To do:
According to the excerpt on HDC methods for molecular property prediction below, which HDC model is the best overall?

Excerpt provided:
━━━━━━━━━━
HDC methods on MoleculeNet
To our knowledge, MoleHD33 is the only known previously published HDC approach for molecular property prediction in general. MoleHD uses an encoding of the SMILES string that is built upon the byte-pair encoding algorithm that accounts for atoms as cohesive structures and is trained using ChEMBL67,68. MoleHD collects the unique tokens collected by the SmilesPair Encoding algorithm67 and maps these tokens to unique, quasi-orthogonal vectors of high dimension (e.g. 10,000). MoleHD also considers n-gram encoding methods, however the SPE method appears to produce the best overall method which we base our implementation on and our comparison. Results for all of the discussed models are compared to our proposed HDBind (HDB) approaches that consider two state-of-the-art self-supervised pretraining frameworks, MoLFormer10 and MolCLR9 and the well studied Extended Connectivity Fingerprint (ECFP)32 which incorporates substructure information derived directly from the molecular graph and its atom types and connectivity. Our hypothesis is that the explicit graph representation considered by the ECFP algorithm32 provides coherent substructure information (i.e. each ECFP bit corresponds to a valid molecular subgraph) that is crucial to identify in molecular property classification tasks49. Further, our hypothesis for large scale pretraining methods is that the random projection will preserve the structure of the original data in a randomly selected high dimensional space, with low required precision, allowing for extremely large vectors to be stored. Previous work has demonstrated the utility of these pre-trained representations in a variety of molecular property classification tasks, which we expect will benefit our proposed encoding approaches.
MoleculeNet classification results
Our results are given for 6 binary classification tasks in Table 1. We give results for HDC models with hypervector dimensionality \(D=10,000\), as increasing the dimensionality to larger sizes (e.g. \(1e^5, 1e^6\)) tends to yield marginal improvement at best on most tasks considered. Our results suggest that the best overall HDC model is HDB-MoLFormer, which is based upon the representation extracted from MoLFormer9 that is then randomly projected to the HDC representation. HDB-MoLFormer and is best in three of the 6 tasks among the HDC methods that we consider. The HDB-DECFP, which simply uses the representation generated directly from the ECFP algorithm32, achieves competitive performance with HDB-MoLFormer on nearly each of the six tasks, while exceeding HDB-MoLFormer on three of six tasks though it is best only on the SIDER dataset. HDB-DECFP does not require the GPU for encoding the data into hypervectors, as opposed to our random projection-based approaches, allowing for significant energy savings (Table 2). Additionally, HDB-MoLFormer achieves SOA on two of the six tasks (BBBP, ClinTox) even when compared with the fine-tuned MoLFormer-XL9, demonstrating the ability of the approach to preserve learned substructure information provided by the more expensive pretraining. The HDB-Combo model, which combines the MoLFormer and DECFP representations (Fig. 1) achieves generally high performance five of the six tasks (BBBP, Tox21, ClinTox, HIV, and SIDER) though it fails to achieve the best overall performance on any task. Our results further show that increasing the hypervector dimension fails to significantly increase the performance of the HDB-Combo model further on the MoleculeNet classification benchmarks (SI Table S3, SI Figures S1–S6).
━━━━━━━━━━
Data to examine:

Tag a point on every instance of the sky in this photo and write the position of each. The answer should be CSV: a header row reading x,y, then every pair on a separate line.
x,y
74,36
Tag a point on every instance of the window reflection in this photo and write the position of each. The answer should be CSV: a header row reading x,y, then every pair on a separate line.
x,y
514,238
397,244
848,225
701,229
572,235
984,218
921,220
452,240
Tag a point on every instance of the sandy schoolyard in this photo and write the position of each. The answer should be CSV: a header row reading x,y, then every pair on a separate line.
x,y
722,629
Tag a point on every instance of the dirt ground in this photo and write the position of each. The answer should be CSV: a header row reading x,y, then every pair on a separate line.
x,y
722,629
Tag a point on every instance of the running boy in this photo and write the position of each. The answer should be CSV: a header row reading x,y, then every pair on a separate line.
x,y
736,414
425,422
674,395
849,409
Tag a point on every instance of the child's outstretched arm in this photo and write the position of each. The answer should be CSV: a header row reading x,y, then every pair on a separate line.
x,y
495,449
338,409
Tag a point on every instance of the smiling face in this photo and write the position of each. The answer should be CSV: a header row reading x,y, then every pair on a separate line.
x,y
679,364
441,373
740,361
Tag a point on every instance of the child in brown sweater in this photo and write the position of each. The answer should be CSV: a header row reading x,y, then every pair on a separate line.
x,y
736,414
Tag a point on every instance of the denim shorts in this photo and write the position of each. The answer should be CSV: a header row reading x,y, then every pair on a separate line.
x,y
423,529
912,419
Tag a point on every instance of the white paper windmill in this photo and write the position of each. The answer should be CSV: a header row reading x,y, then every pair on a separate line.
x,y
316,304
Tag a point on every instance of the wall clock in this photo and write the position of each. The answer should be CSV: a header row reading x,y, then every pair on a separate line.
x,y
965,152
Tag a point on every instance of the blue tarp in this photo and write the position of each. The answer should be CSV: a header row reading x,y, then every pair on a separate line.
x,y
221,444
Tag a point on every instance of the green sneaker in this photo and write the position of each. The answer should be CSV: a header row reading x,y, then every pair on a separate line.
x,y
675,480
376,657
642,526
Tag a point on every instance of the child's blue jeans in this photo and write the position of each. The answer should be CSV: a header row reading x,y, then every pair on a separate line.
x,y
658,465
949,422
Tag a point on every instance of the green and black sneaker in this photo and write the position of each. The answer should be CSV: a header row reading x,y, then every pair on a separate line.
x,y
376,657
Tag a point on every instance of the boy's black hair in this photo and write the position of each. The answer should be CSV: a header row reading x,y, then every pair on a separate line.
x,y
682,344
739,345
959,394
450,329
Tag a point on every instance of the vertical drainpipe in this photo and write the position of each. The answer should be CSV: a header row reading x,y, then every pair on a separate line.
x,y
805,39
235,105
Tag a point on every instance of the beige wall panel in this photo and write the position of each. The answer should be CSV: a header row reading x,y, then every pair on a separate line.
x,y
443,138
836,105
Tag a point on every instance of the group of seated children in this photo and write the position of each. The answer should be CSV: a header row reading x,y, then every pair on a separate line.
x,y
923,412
━━━━━━━━━━
Reply to the exercise:
HDB-MoLFormer